*REQUIRED WORK:* Reproduce the entries below, starting at the line containing "[locate] utility pole (one dot each)" and ending at the last line of the entries, keeping every request line and offsetting each coordinate value by adding 24 to it.

(Coordinate annotation entries)
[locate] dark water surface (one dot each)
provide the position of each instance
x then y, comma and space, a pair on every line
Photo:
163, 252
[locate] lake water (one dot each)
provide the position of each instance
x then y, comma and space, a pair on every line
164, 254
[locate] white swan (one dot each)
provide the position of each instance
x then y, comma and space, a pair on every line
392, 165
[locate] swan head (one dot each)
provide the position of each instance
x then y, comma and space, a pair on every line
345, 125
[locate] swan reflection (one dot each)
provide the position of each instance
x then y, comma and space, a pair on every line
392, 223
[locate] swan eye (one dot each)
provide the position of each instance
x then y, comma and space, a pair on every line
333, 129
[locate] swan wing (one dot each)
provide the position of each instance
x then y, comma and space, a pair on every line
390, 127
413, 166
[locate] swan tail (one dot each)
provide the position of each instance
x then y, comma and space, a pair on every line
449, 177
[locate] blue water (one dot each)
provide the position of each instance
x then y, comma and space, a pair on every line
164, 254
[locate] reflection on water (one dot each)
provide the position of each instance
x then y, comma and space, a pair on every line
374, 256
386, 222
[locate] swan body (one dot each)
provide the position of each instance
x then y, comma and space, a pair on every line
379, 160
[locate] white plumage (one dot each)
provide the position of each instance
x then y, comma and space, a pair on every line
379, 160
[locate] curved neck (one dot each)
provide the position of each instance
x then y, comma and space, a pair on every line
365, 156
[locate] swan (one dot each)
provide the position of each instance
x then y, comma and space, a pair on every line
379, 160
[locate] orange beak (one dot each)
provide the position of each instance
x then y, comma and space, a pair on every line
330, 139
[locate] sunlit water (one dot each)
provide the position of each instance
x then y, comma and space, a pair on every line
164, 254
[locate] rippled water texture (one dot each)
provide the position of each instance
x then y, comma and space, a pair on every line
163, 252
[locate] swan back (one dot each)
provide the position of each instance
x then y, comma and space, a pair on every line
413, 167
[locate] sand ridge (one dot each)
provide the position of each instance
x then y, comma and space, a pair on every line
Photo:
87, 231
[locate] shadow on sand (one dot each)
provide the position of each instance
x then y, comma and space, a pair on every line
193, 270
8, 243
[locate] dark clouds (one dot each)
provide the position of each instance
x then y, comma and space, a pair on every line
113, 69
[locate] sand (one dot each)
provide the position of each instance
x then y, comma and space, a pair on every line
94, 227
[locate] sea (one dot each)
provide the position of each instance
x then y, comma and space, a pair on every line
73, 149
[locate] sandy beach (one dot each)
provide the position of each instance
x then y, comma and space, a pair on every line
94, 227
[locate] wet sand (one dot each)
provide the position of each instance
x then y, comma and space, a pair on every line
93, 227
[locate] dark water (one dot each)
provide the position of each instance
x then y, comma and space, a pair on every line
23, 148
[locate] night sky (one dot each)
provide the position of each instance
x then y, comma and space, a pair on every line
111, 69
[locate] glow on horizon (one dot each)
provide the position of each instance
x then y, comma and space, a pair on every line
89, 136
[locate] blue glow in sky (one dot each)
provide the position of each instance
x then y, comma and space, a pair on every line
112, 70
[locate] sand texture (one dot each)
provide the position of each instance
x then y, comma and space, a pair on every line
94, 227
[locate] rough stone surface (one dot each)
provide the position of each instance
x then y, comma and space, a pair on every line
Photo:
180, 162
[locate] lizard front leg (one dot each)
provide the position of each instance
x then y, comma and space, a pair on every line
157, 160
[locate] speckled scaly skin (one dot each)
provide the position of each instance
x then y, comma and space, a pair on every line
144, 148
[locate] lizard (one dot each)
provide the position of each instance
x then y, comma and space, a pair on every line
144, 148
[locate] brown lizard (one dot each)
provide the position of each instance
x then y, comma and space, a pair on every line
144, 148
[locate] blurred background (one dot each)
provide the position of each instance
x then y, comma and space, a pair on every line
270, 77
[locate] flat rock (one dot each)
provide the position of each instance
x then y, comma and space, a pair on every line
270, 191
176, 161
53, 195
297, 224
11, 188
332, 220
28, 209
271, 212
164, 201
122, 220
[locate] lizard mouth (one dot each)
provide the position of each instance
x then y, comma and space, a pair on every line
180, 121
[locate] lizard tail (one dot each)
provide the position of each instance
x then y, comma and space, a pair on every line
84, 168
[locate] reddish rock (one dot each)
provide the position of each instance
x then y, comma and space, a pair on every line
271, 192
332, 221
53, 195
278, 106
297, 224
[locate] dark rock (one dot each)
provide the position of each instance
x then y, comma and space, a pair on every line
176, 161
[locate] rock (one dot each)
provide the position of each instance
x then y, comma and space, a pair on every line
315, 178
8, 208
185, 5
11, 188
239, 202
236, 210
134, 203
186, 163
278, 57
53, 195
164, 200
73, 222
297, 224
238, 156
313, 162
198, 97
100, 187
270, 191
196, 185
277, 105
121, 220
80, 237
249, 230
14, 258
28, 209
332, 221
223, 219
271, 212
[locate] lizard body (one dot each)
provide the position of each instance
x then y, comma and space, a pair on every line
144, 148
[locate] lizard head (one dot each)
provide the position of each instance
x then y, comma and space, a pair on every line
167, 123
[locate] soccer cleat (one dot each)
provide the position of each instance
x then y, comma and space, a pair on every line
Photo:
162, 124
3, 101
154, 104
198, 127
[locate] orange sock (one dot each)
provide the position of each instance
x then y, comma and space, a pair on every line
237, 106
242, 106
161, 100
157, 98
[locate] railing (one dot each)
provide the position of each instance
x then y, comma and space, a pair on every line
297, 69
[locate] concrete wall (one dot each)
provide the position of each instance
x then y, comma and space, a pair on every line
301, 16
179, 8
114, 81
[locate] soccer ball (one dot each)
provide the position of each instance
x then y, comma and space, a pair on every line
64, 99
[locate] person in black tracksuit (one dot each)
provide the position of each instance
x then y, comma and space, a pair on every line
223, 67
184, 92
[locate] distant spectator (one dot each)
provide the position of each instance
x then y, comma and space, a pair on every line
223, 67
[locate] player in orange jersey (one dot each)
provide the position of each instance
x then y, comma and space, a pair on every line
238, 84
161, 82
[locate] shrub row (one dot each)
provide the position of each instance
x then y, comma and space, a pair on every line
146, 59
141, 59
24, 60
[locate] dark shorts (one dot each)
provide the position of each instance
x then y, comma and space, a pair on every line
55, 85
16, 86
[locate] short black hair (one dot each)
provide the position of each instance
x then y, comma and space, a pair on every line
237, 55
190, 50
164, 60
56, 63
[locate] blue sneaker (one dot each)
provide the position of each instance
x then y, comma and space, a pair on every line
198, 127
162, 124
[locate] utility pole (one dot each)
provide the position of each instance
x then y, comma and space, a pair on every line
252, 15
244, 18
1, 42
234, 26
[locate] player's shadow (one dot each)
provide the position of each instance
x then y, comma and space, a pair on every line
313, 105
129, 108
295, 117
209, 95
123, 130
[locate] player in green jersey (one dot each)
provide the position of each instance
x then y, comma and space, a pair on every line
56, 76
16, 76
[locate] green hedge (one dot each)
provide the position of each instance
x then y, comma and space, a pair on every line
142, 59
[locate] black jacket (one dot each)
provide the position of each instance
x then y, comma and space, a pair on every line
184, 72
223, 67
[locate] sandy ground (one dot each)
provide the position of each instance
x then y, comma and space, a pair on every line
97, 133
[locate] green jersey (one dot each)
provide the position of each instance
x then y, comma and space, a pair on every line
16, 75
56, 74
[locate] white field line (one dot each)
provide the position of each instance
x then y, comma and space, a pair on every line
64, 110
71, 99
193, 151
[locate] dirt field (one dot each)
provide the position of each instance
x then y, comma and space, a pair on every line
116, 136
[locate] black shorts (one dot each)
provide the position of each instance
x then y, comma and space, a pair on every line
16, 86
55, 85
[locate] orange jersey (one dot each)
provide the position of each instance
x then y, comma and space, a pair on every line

*EXERCISE RESPONSE:*
[locate] utility pole (one dot each)
provide the position of each instance
x then y, comma and space, a pair on every line
276, 39
268, 42
25, 66
258, 50
[locate] player's shadow (one dot each)
provide the position of each instance
x then y, comma and space, a pair on every line
337, 129
153, 132
319, 141
233, 119
147, 154
[locate] player in green jersey (one dot each)
provide the position of each instance
x then y, comma and space, a pair on every line
80, 100
40, 100
[locate] green hedge (one dot each)
provide the position of each instance
x then y, comma and space, a pair on every line
166, 83
[locate] black jacket (one dot each)
provide the position of each instance
x then y, comma and space, a pair on every line
208, 96
247, 91
[locate] sandy ground (one dot each)
provide the position of each instance
x then y, comma and space, a pair on every line
121, 157
[locate] green jersey (one dot each)
provide the position of each instance
x then y, comma and space, a pair on every line
40, 99
80, 98
[locate] white field line (one dot each)
provide the position of each instance
x then y, comma and space, a pair on every line
88, 134
95, 123
217, 175
[locate] dirt field (one dot each)
provide the position of each instance
x then y, comma and space, a pair on every line
140, 160
[locate] black shorts (one dot each)
provide the position of each instance
x then y, comma and space, a pair on every line
40, 110
79, 109
[locate] orange jersey (one dot each)
provide the position of each instance
x then y, comma and space, a pair on every line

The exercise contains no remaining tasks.